Reproduce the material that follows, keeping every line exactly as it is.

§

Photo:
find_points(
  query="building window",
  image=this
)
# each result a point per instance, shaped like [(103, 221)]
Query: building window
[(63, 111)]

§

__THE COMPLETED TASK__.
Photo:
find_points(
  query="building window",
  image=this
)
# each result a point per instance, shaped like [(103, 221)]
Query: building window
[(63, 111)]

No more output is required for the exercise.